Provided passage —

Ivan Seliminski (1799 – 1866) was a prominent Bulgarian philosopher, scholar, teacher and medical doctor.

== Education ==
He was born in Sliven in 1799. Later, he took the name of this town as his surname. His early school years were spent in a Greek school in Sliven. His secondary education was in Kidonia. He traveled in Europe.

== Teacher ==

Seliminski returned to Sliven in 1825. He opened a school in which he taught physics. His school became one of the first Bulgarian lower-level secondary schools.

== Evacuation in Bessarabia ==

On the eve of the Russian-Turkish War (1828–1829) he organized many Bulgarians to support the Russian army. With the creation of revolutionary organizations in Sliven and some other cities, Seliminski became the first major Bulgarian revolutionary. After the war Seliminski participated in Russian delegations. Many Bulgarian people left their homes and emigrated to the other side of the Danube in Wallachia. Ivan Seliminski opened a school and was a teacher in New Sliven (now Berjazka) and Bucharest.

== Medical doctor ==
From 1840 to 1844 Seliminski studied medicine in Athens. After that he traveled to Paris (1845) and practiced as a medical doctor in Bucharest, Braila and Bessarabia until the end of his life (1845–1866).

Requirement — Reproduce the entire passage about Ivan Seliminski word for word. The records were taken from a separate source.

(Saved entries)

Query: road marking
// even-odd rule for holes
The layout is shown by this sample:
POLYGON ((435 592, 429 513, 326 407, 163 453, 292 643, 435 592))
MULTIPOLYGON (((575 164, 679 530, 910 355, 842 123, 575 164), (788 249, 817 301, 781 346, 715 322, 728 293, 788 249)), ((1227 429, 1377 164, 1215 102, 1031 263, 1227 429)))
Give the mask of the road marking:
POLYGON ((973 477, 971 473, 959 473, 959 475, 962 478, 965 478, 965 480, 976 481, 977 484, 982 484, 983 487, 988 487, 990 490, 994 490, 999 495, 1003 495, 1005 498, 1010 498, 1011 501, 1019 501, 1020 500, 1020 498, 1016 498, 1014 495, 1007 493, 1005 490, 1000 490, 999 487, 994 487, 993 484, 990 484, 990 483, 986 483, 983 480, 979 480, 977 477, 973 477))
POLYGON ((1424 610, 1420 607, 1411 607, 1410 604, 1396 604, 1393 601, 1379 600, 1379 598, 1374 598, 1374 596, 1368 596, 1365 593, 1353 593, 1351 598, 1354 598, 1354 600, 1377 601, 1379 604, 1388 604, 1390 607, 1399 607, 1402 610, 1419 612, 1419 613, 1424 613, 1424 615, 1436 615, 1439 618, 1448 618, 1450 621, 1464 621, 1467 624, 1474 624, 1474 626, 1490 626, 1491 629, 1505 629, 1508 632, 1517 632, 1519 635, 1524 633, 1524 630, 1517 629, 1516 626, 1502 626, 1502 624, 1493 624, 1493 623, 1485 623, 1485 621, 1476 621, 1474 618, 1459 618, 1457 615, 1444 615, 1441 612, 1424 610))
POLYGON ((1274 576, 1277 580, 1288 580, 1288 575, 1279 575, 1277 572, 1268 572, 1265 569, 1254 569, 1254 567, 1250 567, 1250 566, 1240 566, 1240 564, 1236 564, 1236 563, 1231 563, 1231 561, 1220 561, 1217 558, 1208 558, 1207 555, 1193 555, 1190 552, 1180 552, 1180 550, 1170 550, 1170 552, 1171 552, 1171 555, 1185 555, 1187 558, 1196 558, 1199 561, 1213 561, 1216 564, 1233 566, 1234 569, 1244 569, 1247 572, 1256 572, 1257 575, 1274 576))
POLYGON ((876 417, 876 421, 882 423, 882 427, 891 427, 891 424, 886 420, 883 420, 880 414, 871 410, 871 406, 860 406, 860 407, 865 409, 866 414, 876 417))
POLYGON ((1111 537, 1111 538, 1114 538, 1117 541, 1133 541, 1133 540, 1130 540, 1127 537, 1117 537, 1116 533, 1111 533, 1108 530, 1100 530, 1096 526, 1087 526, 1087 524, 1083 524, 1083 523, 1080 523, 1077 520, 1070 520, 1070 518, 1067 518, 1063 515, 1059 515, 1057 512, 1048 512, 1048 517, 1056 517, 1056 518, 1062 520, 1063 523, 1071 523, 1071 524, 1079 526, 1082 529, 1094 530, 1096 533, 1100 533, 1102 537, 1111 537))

Response box —
Ivan Seliminski (1799 – 1866) was a prominent Bulgarian philosopher, scholar, teacher and medical doctor.

== Education ==
He was born in Sliven in 1799. Later, he took the name of this town as his surname. His early school years were spent in a Greek school in Sliven. His secondary education was in Kidonia. He traveled in Europe.

== Teacher ==

Seliminski returned to Sliven in 1825. He opened a school in which he taught physics. His school became one of the first Bulgarian lower-level secondary schools.

== Evacuation in Bessarabia ==

On the eve of the Russian-Turkish War (1828–1829) he organized many Bulgarians to support the Russian army. With the creation of revolutionary organizations in Sliven and some other cities, Seliminski became the first major Bulgarian revolutionary. After the war Seliminski participated in Russian delegations. Many Bulgarian people left their homes and emigrated to the other side of the Danube in Wallachia. Ivan Seliminski opened a school and was a teacher in New Sliven (now Berjazka) and Bucharest.

== Medical doctor ==
From 1840 to 1844 Seliminski studied medicine in Athens. After that he traveled to Paris (1845) and practiced as a medical doctor in Bucharest, Braila and Bessarabia until the end of his life (1845–1866).